■ Document excerpt:
*** Block opens ***
Dealing with cat allergy |

Dealing with cat allergy

One in three cat owners and 10 percent of Americans have or develop an allergic reaction when around pets.

Cat allergies occur twice as much as reactions to dogs. Pet breeds labeled “hypoallergenic” seldom are. However, ongoing research is showing how humans can reduce or eliminate symptoms.

First, it is important to understand what triggers the allergy. Small particles of skin called dander – common dandruff – are licked up and spread over the cat’s body during self grooming. When dry, those particles become airborne and land on people and things. This is why it can take up to six months to remove the potential for allergy reaction from a home which has had a resident cat in the past. In addition, outside cats bring in pollen, mold, and other allergens which accumulate on their fur, just as dogs do.

Dr. David Rosenstretch, an allergy and immunology specialist, explains that ordinary pollen is five times as large as the particles of cat dust that become lodged in the bronchial tube when inhaled. Anyone can become allergic. Sometimes the particles build up over time before causing symptoms. Additional cats or young, active pets can cause increased dust distribution in a household.
*** Block closes ***
■ Action item: Decide whether each statement below agrees with the cat allergy text, answering yes or no and quoting the deciding words of the text. (a) Cat allergies occur more often than reactions to dogs. (b) Particles of cat dust are larger than ordinary pollen. (c) A home that once had a resident cat can keep its potential for allergy reaction for as long as six months.

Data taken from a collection
*** Block opens ***
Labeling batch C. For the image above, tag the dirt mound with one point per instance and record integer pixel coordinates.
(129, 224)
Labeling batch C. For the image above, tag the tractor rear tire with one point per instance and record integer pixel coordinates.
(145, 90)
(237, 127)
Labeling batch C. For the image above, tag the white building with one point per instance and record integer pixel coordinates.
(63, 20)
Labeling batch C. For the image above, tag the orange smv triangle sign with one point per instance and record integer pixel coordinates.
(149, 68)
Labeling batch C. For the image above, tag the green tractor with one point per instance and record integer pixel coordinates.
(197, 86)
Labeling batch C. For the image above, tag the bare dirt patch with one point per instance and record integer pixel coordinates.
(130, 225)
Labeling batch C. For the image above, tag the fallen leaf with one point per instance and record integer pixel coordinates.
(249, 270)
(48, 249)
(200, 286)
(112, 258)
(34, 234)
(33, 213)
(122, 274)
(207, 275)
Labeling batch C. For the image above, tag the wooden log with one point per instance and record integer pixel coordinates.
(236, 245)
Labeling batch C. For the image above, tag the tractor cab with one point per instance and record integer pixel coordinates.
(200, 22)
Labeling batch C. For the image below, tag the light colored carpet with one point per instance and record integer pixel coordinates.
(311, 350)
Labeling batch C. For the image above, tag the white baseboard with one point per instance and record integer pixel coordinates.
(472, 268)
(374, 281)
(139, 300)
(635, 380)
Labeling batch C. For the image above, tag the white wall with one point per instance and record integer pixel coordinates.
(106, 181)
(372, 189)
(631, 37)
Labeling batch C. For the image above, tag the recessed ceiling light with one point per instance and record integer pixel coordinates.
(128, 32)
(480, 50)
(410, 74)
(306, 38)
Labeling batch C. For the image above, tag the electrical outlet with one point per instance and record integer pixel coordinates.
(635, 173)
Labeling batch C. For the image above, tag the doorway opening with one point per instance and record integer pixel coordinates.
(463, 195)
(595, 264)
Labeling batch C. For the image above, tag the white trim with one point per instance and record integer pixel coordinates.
*** Block closes ***
■ Written response:
(a) Yes: "Cat allergies occur twice as much as reactions to dogs."
(b) No: "ordinary pollen is five times as large as the particles of cat dust that become lodged in the bronchial tube when inhaled."
(c) Yes: "it can take up to six months to remove the potential for allergy reaction from a home which has had a resident cat in the past."